Other changes to reduce the effects of corrosion on chains will require you to invest in a different conveyor system. A system that runs its chains in troughs outside the material path, for example, has an advantage over a system that runs them on the floor of the conveyor, which deluges them in the material and lets them pull and grind material over the sprockets (not to mention drop it on the underside of the conveyor).

Another enemy of chain life is friction. Friction works to decrease not only chain efficiency but the efficiency of the entire conveyor system. In drag chain conveyors, friction loads are often quite high, as many single- and double-chain conveyors run the chains and paddles along the conveyor floor and sidewalls (hence the alternative name of “scraper conveyors”). This high load means the system is using more power to overcome its own internal friction and less to move material—hence it is less efficient. The chain, too, works less efficiently in this situation, as more of its working load is applied to dragging itself and the paddles through the trough. As a result, the conveyor may require stronger and more expensive chain.

Addressing internal friction issues will require you to swap your existing conveyor for a better one, as reducing friction largely requires a change in design. For example, getting the chain out of the material path will help extend the chain life, as it will reduce the amount of material to which the chain is exposed.

We argue that design changes are necessary to decrease friction because improvised solutions do not typically work well. For instance, we know of an operation that attempted to decrease friction and wear in his chain conveyor by placing UHMW sheets under the chain. At first, it seemed to work well. Then the temperature changed. Because UHMW has a high thermal expansion coefficient, the sheets warped. It was impossible to keep material from getting under the liner and causing more problems. In the end, the operation removed the sheets.

The point here isn’t that UHMW does not work in conveyors. It does—we use spaced UHMW wear strips in the channels through which the chains run in our conveyors. Rather, the point is that changes to a conveyor’s design must be thought through. There are no “simple fixes” to decrease friction in a conveyor once it’s manufactured and installed.

§ §

• What to do:
1 – According to the text on drag chain conveyors, what effects do high friction loads have? List each one.
2 – Carry on with the text about drag chain conveyor friction and chain life, starting right after its final sentence.

(Stored data entries)
§ §

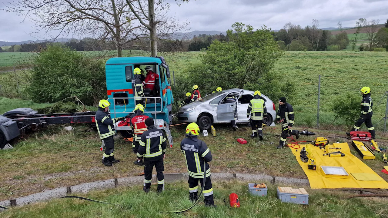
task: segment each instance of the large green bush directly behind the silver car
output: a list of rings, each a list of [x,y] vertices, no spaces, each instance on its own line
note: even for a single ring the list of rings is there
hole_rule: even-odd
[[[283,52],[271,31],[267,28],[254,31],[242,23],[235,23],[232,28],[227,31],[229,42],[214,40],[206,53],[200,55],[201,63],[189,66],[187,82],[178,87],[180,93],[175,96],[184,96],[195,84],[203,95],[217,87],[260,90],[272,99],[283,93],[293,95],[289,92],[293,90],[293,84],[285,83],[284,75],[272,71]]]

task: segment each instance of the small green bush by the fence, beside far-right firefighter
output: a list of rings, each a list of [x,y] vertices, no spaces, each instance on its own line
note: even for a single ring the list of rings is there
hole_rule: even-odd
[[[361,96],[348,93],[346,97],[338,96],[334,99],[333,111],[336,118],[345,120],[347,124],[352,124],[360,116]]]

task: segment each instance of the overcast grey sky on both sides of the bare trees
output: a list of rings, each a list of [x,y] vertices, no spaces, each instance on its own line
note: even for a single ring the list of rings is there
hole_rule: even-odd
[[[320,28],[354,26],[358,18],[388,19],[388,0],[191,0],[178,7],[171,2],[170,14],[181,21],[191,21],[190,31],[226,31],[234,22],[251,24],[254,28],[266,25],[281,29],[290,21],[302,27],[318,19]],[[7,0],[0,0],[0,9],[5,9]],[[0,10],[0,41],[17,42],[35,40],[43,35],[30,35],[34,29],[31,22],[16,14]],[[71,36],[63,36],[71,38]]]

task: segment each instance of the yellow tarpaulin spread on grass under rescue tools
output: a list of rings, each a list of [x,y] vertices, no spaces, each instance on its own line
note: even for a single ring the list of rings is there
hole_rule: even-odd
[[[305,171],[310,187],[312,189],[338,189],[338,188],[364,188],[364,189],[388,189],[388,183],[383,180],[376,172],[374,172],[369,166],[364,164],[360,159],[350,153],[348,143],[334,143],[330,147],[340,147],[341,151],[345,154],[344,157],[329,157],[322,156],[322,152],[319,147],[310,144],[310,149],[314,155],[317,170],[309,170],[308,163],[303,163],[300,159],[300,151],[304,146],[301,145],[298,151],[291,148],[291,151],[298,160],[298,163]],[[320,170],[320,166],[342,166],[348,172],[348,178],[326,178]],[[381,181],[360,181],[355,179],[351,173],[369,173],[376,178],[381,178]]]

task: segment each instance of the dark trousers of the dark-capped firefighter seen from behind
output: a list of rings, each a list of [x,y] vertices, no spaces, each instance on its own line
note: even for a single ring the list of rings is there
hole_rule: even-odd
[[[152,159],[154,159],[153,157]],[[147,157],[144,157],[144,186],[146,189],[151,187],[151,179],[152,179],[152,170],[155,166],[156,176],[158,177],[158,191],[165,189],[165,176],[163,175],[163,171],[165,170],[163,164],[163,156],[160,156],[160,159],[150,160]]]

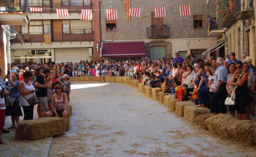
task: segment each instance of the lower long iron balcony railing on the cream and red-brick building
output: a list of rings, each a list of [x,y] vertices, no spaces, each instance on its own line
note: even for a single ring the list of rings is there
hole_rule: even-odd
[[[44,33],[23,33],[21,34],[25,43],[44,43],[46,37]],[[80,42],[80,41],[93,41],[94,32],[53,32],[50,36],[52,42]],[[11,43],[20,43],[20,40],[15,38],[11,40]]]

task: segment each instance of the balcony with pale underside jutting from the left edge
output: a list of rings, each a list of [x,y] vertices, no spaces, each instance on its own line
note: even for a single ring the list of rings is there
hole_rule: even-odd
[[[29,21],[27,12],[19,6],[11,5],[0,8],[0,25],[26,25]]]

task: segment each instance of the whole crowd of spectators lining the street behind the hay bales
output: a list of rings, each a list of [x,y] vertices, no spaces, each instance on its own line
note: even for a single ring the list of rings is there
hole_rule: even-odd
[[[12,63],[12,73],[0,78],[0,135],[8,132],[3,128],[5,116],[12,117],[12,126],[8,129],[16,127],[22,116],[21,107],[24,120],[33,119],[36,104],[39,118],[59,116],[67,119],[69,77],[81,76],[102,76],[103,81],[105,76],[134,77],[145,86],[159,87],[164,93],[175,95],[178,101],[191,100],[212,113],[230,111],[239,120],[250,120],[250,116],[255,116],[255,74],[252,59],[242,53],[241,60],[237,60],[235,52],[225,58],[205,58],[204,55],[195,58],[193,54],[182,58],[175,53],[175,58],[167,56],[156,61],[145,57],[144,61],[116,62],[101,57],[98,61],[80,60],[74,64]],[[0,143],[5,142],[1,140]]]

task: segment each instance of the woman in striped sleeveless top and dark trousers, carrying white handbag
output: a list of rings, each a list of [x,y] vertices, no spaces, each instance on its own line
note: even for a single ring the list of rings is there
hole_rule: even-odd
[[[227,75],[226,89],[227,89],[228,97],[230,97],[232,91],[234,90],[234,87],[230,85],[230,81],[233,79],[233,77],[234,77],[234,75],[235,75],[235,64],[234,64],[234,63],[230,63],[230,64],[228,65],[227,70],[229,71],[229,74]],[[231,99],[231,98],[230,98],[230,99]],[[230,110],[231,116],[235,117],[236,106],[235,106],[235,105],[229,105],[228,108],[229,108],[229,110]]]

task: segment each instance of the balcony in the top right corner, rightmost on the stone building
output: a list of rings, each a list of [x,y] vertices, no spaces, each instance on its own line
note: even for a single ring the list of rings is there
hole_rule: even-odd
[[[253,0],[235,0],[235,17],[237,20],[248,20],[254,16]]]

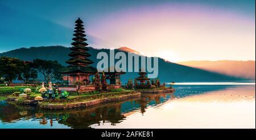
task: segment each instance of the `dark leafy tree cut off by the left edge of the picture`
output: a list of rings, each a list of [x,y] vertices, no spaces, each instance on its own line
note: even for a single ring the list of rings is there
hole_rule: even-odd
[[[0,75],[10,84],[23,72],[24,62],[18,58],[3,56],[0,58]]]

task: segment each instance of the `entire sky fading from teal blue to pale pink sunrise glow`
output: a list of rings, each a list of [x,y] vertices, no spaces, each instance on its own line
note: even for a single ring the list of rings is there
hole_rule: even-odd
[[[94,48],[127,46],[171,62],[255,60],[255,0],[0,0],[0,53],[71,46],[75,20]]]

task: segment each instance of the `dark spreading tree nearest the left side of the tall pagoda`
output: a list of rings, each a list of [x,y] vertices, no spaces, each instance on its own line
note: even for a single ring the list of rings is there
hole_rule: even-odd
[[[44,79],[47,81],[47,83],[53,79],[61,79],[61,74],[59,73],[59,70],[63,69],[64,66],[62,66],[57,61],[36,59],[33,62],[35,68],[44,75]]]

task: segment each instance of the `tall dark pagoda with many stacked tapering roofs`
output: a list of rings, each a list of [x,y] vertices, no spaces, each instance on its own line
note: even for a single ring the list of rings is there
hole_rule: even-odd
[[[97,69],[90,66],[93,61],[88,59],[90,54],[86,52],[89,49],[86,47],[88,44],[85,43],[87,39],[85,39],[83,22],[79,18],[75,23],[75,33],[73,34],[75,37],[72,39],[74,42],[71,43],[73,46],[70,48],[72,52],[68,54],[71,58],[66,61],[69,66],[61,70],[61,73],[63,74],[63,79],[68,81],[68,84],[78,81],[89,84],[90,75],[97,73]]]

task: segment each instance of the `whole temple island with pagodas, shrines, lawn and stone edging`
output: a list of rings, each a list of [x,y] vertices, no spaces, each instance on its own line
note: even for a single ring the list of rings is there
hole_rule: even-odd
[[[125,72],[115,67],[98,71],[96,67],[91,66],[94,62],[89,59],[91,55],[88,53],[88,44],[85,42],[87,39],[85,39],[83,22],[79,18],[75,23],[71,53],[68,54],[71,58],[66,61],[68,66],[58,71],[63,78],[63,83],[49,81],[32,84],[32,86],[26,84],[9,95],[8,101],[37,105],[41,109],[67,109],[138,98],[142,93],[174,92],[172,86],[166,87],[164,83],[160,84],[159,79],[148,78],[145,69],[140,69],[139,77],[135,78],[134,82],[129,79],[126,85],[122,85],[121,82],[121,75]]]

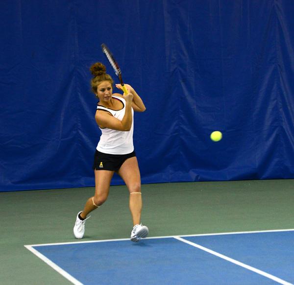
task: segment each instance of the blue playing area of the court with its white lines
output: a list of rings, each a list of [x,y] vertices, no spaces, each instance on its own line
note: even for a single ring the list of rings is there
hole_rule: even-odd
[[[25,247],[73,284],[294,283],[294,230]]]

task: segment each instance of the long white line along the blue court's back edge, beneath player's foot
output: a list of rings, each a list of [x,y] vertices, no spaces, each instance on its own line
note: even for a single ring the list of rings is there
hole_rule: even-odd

§ §

• Per-task outputs:
1 –
- The chain works less efficiently, because more of its working load goes to dragging itself and the paddles through the trough.
- The whole conveyor system becomes less efficient.
- The system uses more power to overcome its own internal friction and less to move material.
- The conveyor may need stronger and more expensive chain.

2 –
How a conveyor is loaded and how it carries the load also affect chain life, especially in conveyors with a single drag chain and flat trough. When loading a conveyor, it’s important to distribute the load evenly across the trough. A conveyor with a single chain that is loaded unevenly will pull to one side and tweak the chain, causing additional wear. This happens in single-chain paddle conveyors regardless of how the trough is loaded, as the load is never perfectly distributed across the paddles. But when the load distribution is uneven to an extreme, it exaggerates this problem. Uneven loading isn’t as much a concern in twin-chain paddle conveyors, as the chains hold the paddles on either side and so better resist twisting, and depending on the material, the load may distribute over the paddles more evenly as it travels through the conveyors. Still, uneven loads can cause one chain in twin-chain systems to stretch faster than the other, which will result in crooked paddles and uneven wear.

In terms of load density and volume, you will get more out of your chains when you keep the working load as low as possible in comparison to the chain’s ultimate strength. Light loads at low volumes will wear a chain slower than heavy loads at a high volume. It’s the same as with exercise: just as you can travel farther jogging than sprinting, a chain will last longer if it’s running at 40 percent of its capacity than at 90 percent. When you run a chain high into its working capacity, it also increases the risk that the chain will snap when an overload situation occurs.

Besides specifying the conveyor chains for a low working load, you should also run your conveyors as slow as possible. Sprockets are a steady source of mechanical wear on chains, so the fewer times a chain must run over them, the better. And running the chain slower has other advantages. Panels, paddles, and bearings incur less wear.

Running the chains slow will increase the load on the chains, however, as more material will be in the conveyor at a given time than if the chains were running quickly. There is certainly a balance between speed and maintaining a low working load. Of the two, we suggest it’s more important to keep the working load low than it is to run the conveyor slow, but with a well-designed conveyor, it is usually possible to achieve both.

In terms of design, you should first ensure your conveyor is spec’d right before signing the purchase agreement. This seems obvious, but we’ve encountered systems that run at 90 percent capacity while empty. You can imagine what happened when the conveyors were loaded. The chains snapped, and the mill with these conveyors soon closed because it could never get production up to a profitable level.

Keep this in mind when purchasing chain, too. You may be tempted to buy a cheaper chain (or cheaper conveyor system as a whole), but if it will result in poor performance and lost production, it is not worth the short-term savings.

Something else to keep in mind during the design phase is that it’s best to minimize or eliminate the number of curves in the conveyor. Whether you’re looking at a tubular drag system or traditional paddle conveyor, curves are a point of wear and strain. By running a conveyor at a 45° angle or less, you can eliminate the need for a curve at discharge.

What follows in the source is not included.